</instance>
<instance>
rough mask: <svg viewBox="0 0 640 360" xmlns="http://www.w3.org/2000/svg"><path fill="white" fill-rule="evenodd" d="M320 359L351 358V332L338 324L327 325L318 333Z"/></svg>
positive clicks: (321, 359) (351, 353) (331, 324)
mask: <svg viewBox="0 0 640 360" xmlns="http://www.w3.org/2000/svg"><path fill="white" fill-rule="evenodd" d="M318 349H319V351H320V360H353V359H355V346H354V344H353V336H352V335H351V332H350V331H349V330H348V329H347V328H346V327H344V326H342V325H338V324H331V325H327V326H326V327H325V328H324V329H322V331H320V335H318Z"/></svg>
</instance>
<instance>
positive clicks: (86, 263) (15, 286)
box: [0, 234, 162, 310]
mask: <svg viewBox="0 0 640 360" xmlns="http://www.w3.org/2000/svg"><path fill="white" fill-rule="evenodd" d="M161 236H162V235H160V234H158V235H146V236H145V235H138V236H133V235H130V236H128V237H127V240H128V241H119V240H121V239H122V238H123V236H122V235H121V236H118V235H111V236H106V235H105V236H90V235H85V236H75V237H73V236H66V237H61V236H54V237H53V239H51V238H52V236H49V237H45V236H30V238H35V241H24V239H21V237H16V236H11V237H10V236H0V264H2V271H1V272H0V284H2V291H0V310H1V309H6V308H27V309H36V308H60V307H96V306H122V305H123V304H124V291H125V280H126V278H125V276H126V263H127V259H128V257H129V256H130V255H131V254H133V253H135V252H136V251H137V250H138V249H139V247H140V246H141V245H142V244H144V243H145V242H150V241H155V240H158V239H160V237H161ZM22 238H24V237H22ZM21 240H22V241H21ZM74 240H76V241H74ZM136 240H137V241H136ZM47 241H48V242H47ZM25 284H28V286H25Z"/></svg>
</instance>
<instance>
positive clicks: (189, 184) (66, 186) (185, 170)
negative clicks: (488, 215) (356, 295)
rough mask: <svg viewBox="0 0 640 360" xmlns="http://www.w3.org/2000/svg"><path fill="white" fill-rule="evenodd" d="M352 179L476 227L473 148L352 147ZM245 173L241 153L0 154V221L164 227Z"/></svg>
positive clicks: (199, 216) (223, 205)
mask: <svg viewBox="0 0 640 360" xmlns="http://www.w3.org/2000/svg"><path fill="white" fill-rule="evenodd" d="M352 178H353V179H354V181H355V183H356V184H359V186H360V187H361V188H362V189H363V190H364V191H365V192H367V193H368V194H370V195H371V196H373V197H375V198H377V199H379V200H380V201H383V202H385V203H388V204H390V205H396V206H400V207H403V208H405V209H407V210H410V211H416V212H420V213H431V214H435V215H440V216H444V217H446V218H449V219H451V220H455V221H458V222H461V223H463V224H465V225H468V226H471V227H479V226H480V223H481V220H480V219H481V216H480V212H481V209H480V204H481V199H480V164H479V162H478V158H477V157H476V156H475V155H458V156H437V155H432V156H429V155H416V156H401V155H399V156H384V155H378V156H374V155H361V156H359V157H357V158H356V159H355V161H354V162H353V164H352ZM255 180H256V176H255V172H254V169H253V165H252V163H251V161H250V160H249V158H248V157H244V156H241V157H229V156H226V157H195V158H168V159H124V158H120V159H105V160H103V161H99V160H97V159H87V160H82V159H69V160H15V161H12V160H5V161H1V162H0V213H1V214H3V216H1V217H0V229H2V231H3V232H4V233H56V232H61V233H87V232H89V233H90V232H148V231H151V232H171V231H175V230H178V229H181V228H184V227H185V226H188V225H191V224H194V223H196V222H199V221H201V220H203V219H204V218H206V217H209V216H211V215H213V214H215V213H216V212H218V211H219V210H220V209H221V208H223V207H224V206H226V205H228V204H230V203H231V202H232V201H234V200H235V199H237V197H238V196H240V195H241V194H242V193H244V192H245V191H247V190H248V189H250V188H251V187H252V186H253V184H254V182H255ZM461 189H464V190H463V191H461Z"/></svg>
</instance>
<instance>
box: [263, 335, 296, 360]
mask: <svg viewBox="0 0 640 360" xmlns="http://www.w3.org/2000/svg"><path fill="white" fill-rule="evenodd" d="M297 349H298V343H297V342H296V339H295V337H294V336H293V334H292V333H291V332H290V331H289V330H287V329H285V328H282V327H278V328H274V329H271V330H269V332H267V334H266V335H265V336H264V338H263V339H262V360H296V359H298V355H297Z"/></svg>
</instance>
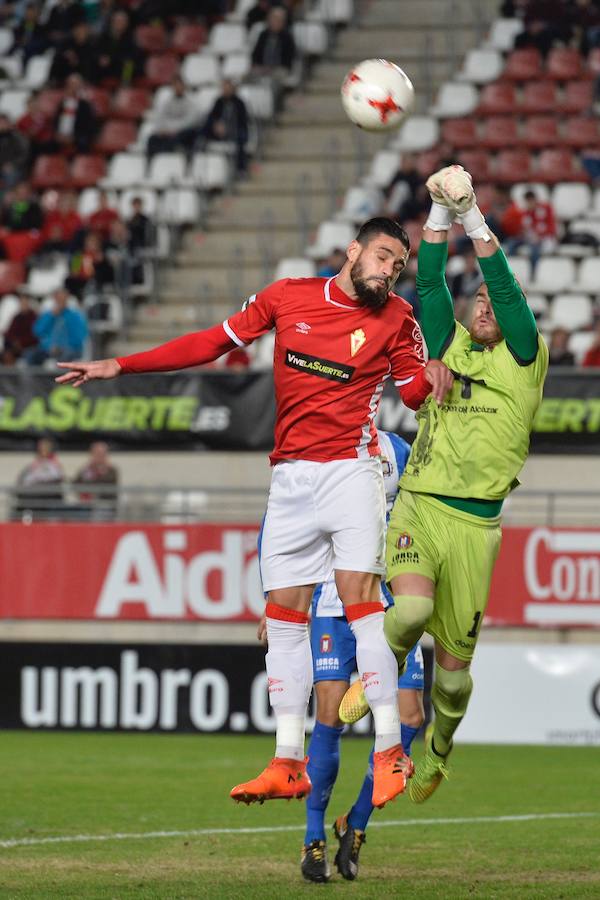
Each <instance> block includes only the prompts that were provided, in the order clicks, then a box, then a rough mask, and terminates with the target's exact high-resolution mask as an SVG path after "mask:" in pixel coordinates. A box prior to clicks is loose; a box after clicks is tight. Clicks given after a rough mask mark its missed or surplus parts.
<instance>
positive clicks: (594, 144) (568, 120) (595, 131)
mask: <svg viewBox="0 0 600 900" xmlns="http://www.w3.org/2000/svg"><path fill="white" fill-rule="evenodd" d="M562 140H563V143H564V144H567V145H568V146H569V147H576V148H579V149H583V148H584V147H598V143H599V141H600V131H599V130H598V119H597V117H596V116H589V117H588V116H569V118H568V119H565V121H564V122H563V137H562Z"/></svg>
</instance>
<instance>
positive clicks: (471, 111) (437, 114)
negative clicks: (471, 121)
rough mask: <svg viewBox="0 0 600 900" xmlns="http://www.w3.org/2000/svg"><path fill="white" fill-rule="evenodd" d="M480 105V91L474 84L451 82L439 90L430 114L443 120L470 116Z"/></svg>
mask: <svg viewBox="0 0 600 900" xmlns="http://www.w3.org/2000/svg"><path fill="white" fill-rule="evenodd" d="M478 103H479V91H478V90H477V88H476V87H475V85H473V84H467V83H461V82H456V81H449V82H447V83H446V84H443V85H442V86H441V88H440V90H439V93H438V95H437V98H436V101H435V103H434V105H433V106H432V107H430V109H429V112H430V113H431V115H432V116H437V117H438V118H442V119H454V118H457V117H459V116H468V115H469V114H470V113H472V112H473V110H474V109H475V108H476V106H477V104H478Z"/></svg>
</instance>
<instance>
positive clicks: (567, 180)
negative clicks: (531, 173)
mask: <svg viewBox="0 0 600 900" xmlns="http://www.w3.org/2000/svg"><path fill="white" fill-rule="evenodd" d="M535 177H536V179H537V180H538V181H544V182H547V183H550V184H555V183H558V182H559V181H586V180H587V175H586V173H585V172H584V171H583V170H582V169H580V168H579V167H578V166H577V161H576V159H575V157H574V156H573V153H572V152H571V150H565V149H561V148H555V149H553V150H552V149H551V150H542V152H541V153H540V155H539V157H538V160H537V166H536V169H535Z"/></svg>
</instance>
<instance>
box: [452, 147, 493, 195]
mask: <svg viewBox="0 0 600 900" xmlns="http://www.w3.org/2000/svg"><path fill="white" fill-rule="evenodd" d="M456 161H457V162H458V163H460V165H461V166H464V167H465V169H466V170H467V171H468V172H470V173H471V175H472V176H473V179H474V181H475V183H476V184H477V190H478V191H479V183H480V182H483V181H487V180H488V179H489V178H490V177H491V176H490V154H489V153H488V152H487V150H461V151H460V153H458V154H457V160H456Z"/></svg>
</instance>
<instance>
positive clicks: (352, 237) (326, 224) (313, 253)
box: [306, 221, 355, 259]
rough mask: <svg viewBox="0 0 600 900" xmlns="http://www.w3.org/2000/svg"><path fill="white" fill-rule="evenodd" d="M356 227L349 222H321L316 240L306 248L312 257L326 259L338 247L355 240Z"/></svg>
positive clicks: (345, 244) (315, 239) (344, 244)
mask: <svg viewBox="0 0 600 900" xmlns="http://www.w3.org/2000/svg"><path fill="white" fill-rule="evenodd" d="M354 235H355V228H354V227H353V226H352V225H350V224H348V223H347V222H331V221H330V222H321V224H320V225H319V227H318V229H317V234H316V237H315V241H314V243H313V244H311V245H310V247H307V248H306V255H307V256H309V257H311V258H312V259H325V258H326V257H327V256H329V254H330V253H331V252H332V251H333V250H336V249H337V248H338V247H347V246H348V244H350V243H351V242H352V241H353V240H354Z"/></svg>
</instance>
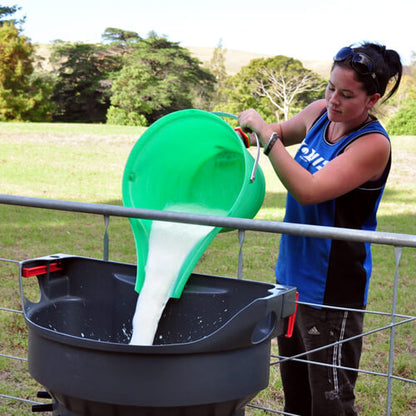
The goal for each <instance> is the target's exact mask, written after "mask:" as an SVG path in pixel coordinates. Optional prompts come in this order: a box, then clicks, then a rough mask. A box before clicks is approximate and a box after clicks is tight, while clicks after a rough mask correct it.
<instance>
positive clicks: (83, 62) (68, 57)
mask: <svg viewBox="0 0 416 416" xmlns="http://www.w3.org/2000/svg"><path fill="white" fill-rule="evenodd" d="M51 61H52V63H53V64H54V66H55V67H56V69H55V74H56V76H57V83H56V86H55V89H54V94H53V101H54V103H55V106H56V109H55V111H54V114H53V120H55V121H63V122H86V123H91V122H94V123H97V122H105V120H106V112H107V109H108V107H109V105H110V88H111V80H110V78H109V77H110V74H111V73H112V72H113V71H116V70H118V69H119V67H120V61H119V60H118V59H117V57H115V56H112V54H111V53H108V48H107V47H105V46H103V45H101V46H97V45H94V44H85V43H74V44H72V43H64V42H58V43H56V44H55V46H54V49H53V52H52V55H51Z"/></svg>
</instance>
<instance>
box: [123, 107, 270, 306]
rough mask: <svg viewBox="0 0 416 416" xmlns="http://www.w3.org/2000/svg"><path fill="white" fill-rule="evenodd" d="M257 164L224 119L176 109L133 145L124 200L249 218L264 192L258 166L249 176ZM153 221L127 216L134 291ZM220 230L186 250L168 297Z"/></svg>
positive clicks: (138, 289)
mask: <svg viewBox="0 0 416 416" xmlns="http://www.w3.org/2000/svg"><path fill="white" fill-rule="evenodd" d="M256 168H257V166H256V162H255V160H254V158H253V157H252V156H251V154H250V153H249V152H248V151H247V149H246V148H245V147H244V145H243V143H242V141H241V139H240V138H239V137H238V135H237V133H236V132H235V131H234V129H233V128H232V127H231V126H230V125H229V124H228V123H226V122H225V121H224V120H223V119H222V118H220V117H219V116H217V115H215V114H213V113H208V112H205V111H201V110H182V111H177V112H174V113H171V114H169V115H167V116H165V117H162V118H161V119H159V120H158V121H157V122H155V123H154V124H152V125H151V126H150V127H149V128H148V129H147V130H146V131H145V132H144V133H143V134H142V136H141V137H140V138H139V140H138V141H137V142H136V144H135V145H134V147H133V149H132V151H131V153H130V156H129V158H128V160H127V163H126V166H125V170H124V175H123V183H122V192H123V203H124V205H125V206H128V207H135V208H142V209H155V210H165V211H181V212H188V213H191V214H203V215H221V216H228V217H239V218H253V217H254V216H255V215H256V213H257V212H258V210H259V209H260V207H261V205H262V203H263V200H264V195H265V180H264V175H263V172H262V170H261V168H260V167H258V168H257V170H256V176H255V178H254V179H253V177H251V175H252V172H253V170H255V169H256ZM178 207H180V208H178ZM152 222H153V221H152V220H145V219H137V218H130V224H131V227H132V230H133V234H134V239H135V244H136V254H137V278H136V287H135V289H136V291H137V292H138V293H139V292H140V290H141V288H142V286H143V282H144V278H145V266H146V261H147V256H148V249H149V235H150V230H151V227H152ZM220 231H221V228H220V227H216V228H213V229H212V230H211V231H210V232H209V234H208V235H206V236H205V237H204V238H203V240H201V241H200V242H199V243H198V244H197V245H196V246H195V247H194V248H193V249H192V251H190V252H189V254H188V256H187V257H186V260H185V261H184V263H183V265H182V267H181V269H180V273H179V276H178V277H177V279H176V283H175V287H174V288H173V289H172V293H171V297H175V298H179V297H180V296H181V294H182V290H183V287H184V286H185V284H186V282H187V280H188V278H189V276H190V274H191V273H192V270H193V269H194V267H195V266H196V264H197V262H198V260H199V259H200V257H201V256H202V254H203V253H204V251H205V250H206V248H207V247H208V245H209V244H210V243H211V241H212V240H213V239H214V237H215V236H216V235H217V234H218V232H220ZM161 262H163V259H161Z"/></svg>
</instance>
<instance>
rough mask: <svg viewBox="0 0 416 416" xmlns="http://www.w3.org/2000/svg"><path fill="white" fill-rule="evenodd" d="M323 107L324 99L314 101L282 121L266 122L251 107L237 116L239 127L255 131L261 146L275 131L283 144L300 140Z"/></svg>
mask: <svg viewBox="0 0 416 416" xmlns="http://www.w3.org/2000/svg"><path fill="white" fill-rule="evenodd" d="M324 108H325V100H319V101H315V102H313V103H312V104H309V105H308V106H307V107H306V108H305V109H304V110H302V111H301V112H299V113H298V114H296V115H295V116H293V117H292V118H290V119H289V120H287V121H284V122H282V123H272V124H268V123H266V122H265V121H264V120H263V119H262V117H261V116H260V115H259V114H258V113H257V112H256V111H255V110H253V109H250V110H247V111H243V112H242V113H240V115H239V116H238V121H239V124H240V126H241V127H243V128H249V129H250V130H252V131H253V132H255V133H257V135H258V136H259V140H260V142H261V143H262V145H263V146H266V145H267V143H268V141H269V139H270V136H271V135H272V133H273V132H276V133H277V134H278V135H279V136H280V139H281V141H282V143H283V144H284V145H285V146H291V145H293V144H296V143H300V142H302V140H303V139H304V138H305V135H306V133H307V132H308V130H309V129H310V127H311V126H312V124H313V122H314V121H315V120H316V118H317V117H318V116H319V114H321V113H322V111H323V110H324Z"/></svg>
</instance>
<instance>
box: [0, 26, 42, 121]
mask: <svg viewBox="0 0 416 416" xmlns="http://www.w3.org/2000/svg"><path fill="white" fill-rule="evenodd" d="M32 54H33V46H32V45H31V43H30V42H29V40H28V39H27V38H26V37H24V36H21V35H20V34H19V30H18V29H17V27H16V26H15V24H14V23H13V22H12V21H5V22H3V23H2V24H1V26H0V120H2V121H8V120H18V121H21V120H27V119H29V117H30V111H31V110H32V109H33V107H34V106H35V105H36V102H35V100H34V99H33V97H31V95H30V81H29V80H30V76H31V75H32V73H33V64H32Z"/></svg>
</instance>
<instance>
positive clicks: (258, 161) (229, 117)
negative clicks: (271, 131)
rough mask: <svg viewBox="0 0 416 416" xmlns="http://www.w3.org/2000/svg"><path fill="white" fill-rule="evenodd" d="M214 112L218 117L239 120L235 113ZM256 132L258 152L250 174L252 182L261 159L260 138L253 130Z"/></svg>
mask: <svg viewBox="0 0 416 416" xmlns="http://www.w3.org/2000/svg"><path fill="white" fill-rule="evenodd" d="M212 114H215V115H216V116H218V117H228V118H232V119H234V120H238V117H237V116H236V115H235V114H231V113H223V112H221V111H213V112H212ZM252 133H253V134H254V137H255V139H256V146H257V154H256V159H255V162H254V165H253V170H252V171H251V175H250V182H254V180H255V179H256V172H257V167H258V165H259V160H260V141H259V138H258V136H257V133H255V132H252Z"/></svg>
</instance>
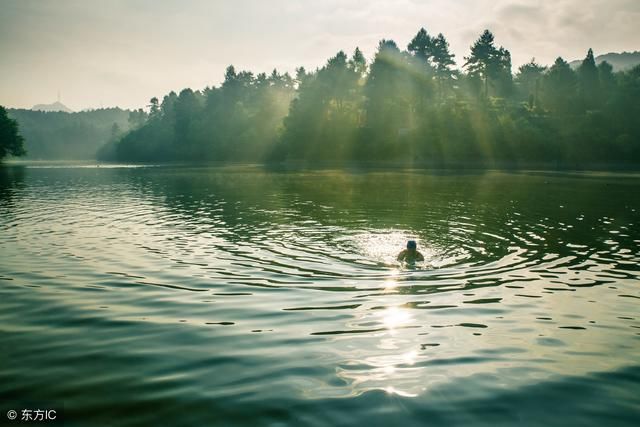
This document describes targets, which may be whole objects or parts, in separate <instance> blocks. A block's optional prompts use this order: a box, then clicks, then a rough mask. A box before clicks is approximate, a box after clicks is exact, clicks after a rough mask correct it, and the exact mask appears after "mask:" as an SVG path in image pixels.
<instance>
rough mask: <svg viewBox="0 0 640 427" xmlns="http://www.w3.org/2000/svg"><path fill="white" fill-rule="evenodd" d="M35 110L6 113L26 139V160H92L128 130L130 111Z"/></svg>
mask: <svg viewBox="0 0 640 427" xmlns="http://www.w3.org/2000/svg"><path fill="white" fill-rule="evenodd" d="M53 105H55V104H53ZM60 105H62V104H60ZM38 107H39V106H38V105H36V106H35V107H34V110H35V109H37V108H38ZM62 107H63V108H66V107H65V106H64V105H62ZM34 110H24V109H11V108H10V109H8V110H7V111H8V113H9V117H11V118H12V119H15V120H16V121H17V122H18V126H19V127H20V133H21V134H22V136H23V137H24V139H25V141H24V148H26V150H27V156H26V159H31V160H94V159H95V158H96V153H97V151H98V149H99V148H100V147H101V146H103V145H104V144H106V143H107V142H108V141H111V140H113V139H115V138H117V137H118V136H120V135H122V134H123V133H124V132H126V131H127V130H128V129H129V111H128V110H121V109H120V108H103V109H99V110H91V111H81V112H78V113H66V112H63V111H57V112H51V111H34ZM66 110H67V111H69V109H68V108H66Z"/></svg>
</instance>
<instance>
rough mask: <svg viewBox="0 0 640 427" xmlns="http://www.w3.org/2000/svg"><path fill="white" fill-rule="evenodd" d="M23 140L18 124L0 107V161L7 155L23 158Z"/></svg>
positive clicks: (4, 110)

========================================================================

• [EXERCISE DIRECTIONS] Which lines of the data above contain the word "parts"? Gather each one in full, counting only matches with the same case.

• [PROBLEM SOLUTION]
Each <instance> block includes only the prompts that were provided, in the order clicks, then a box, then a rough mask, and terminates with the target's exact high-resolution mask as an SVG path after "mask:" in pixel coordinates. A box prior to clicks is loose; a box after clicks is tight. Clicks given after a rough mask mark its missed or surplus parts.
This document describes targets, which may be whole objects or parts, in separate <instance> blocks. A block's optional prompts use this order: a box, then clicks, then a rough mask. A box before clicks is approximate, a box after clicks is exact, clicks after a rough mask correct it, and the exact mask appears after "mask:" as an SVG path in image pixels.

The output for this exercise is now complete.